**Prompt:** Go through the records below and write each one out again unchanged.

**Collected data entries:**
::::::
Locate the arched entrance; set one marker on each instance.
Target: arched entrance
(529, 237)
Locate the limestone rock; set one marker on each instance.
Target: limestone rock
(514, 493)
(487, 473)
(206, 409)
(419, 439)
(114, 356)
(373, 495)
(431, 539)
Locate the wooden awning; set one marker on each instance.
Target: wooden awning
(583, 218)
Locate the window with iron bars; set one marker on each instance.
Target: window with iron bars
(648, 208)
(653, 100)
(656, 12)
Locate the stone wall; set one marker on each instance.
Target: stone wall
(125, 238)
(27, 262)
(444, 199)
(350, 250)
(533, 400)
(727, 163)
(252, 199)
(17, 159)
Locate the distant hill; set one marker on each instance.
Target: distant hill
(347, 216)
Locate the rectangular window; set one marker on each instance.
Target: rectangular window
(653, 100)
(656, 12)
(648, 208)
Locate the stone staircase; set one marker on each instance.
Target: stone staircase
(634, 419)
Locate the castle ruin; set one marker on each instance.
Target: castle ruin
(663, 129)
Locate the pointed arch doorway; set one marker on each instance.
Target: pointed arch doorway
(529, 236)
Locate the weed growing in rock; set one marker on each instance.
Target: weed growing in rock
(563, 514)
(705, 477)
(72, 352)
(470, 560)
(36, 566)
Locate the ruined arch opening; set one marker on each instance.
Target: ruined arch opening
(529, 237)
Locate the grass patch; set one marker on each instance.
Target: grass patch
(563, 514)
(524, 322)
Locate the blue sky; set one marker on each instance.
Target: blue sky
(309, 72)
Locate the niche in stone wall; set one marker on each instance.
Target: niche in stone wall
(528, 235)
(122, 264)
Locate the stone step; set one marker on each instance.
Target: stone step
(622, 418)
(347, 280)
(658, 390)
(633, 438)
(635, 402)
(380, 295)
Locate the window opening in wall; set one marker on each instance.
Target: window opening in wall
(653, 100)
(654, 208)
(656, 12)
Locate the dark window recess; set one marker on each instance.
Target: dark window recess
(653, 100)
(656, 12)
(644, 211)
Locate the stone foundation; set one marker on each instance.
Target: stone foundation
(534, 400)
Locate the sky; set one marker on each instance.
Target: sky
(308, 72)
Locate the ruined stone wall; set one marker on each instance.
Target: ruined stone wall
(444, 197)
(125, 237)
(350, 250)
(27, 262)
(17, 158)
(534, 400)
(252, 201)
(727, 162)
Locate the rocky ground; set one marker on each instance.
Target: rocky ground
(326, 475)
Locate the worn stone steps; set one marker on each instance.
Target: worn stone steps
::::::
**Solution to this problem:**
Locate the arched entrance; set one marker on each instance.
Target: arched entrance
(529, 237)
Locate the limestone rock; set one marker on each instance.
Target: limestone rock
(514, 493)
(487, 473)
(206, 409)
(419, 439)
(114, 356)
(373, 495)
(431, 539)
Locate the wooden awning; set one marker on each instance.
Target: wooden awning
(583, 218)
Locate the window with iron bars; set one marker on each instance.
Target: window with iron bars
(648, 208)
(653, 100)
(656, 12)
Locate the stone wall; set one marker on each instance.
Target: stone wall
(125, 238)
(27, 262)
(444, 199)
(350, 250)
(533, 400)
(727, 163)
(252, 199)
(17, 159)
Locate the distant hill; set one marker on each instance.
Target: distant hill
(347, 216)
Locate the rectangular window; set one marker on each instance.
Target: rectangular window
(653, 100)
(656, 12)
(648, 208)
Locate the stone staircase; set one marker on each instance.
Target: stone staircase
(634, 419)
Locate the castle ruin; set one marker on each instance.
Target: castle ruin
(663, 129)
Locate the pointed arch doorway; set one marker on each instance.
Target: pointed arch doorway
(529, 236)
Locate the weed growing in rock; set one marker on each instance.
Target: weed growing in rock
(563, 514)
(705, 477)
(72, 352)
(470, 560)
(36, 566)
Locate the ruined arch opening; set one marker on each instance.
Target: ruined arch opening
(529, 237)
Locate the grass patch; set one marker on each instance.
Target: grass patch
(563, 514)
(524, 322)
Locate the blue sky; set one marker on each instance.
Target: blue sky
(309, 72)
Locate the niche in stone wall; set one marker on each instance.
Target: niche in stone wall
(528, 235)
(122, 264)
Locate the stone step; set one marker on each instance.
Target: stone step
(622, 418)
(347, 280)
(658, 390)
(633, 438)
(635, 402)
(380, 295)
Locate the window opening in wall; set one marker on each instance.
Target: window opening in wall
(653, 100)
(654, 208)
(656, 12)
Locate the dark window recess; set one marker on each instance.
Target: dark window recess
(653, 100)
(656, 12)
(644, 211)
Locate the stone foundation; set one marker on each instance.
Target: stone foundation
(534, 400)
Locate the sky; set one marker on each instance.
Target: sky
(308, 72)
Locate the ruined stone wall; set one marker on each instance.
Target: ruined stone wall
(444, 197)
(125, 237)
(350, 250)
(27, 262)
(17, 158)
(534, 400)
(252, 201)
(727, 162)
Locate the rocky ground; set one marker on each instance.
Target: rocky ground
(326, 475)
Locate the worn stone steps; set one marker on each instance.
Target: worn stone steps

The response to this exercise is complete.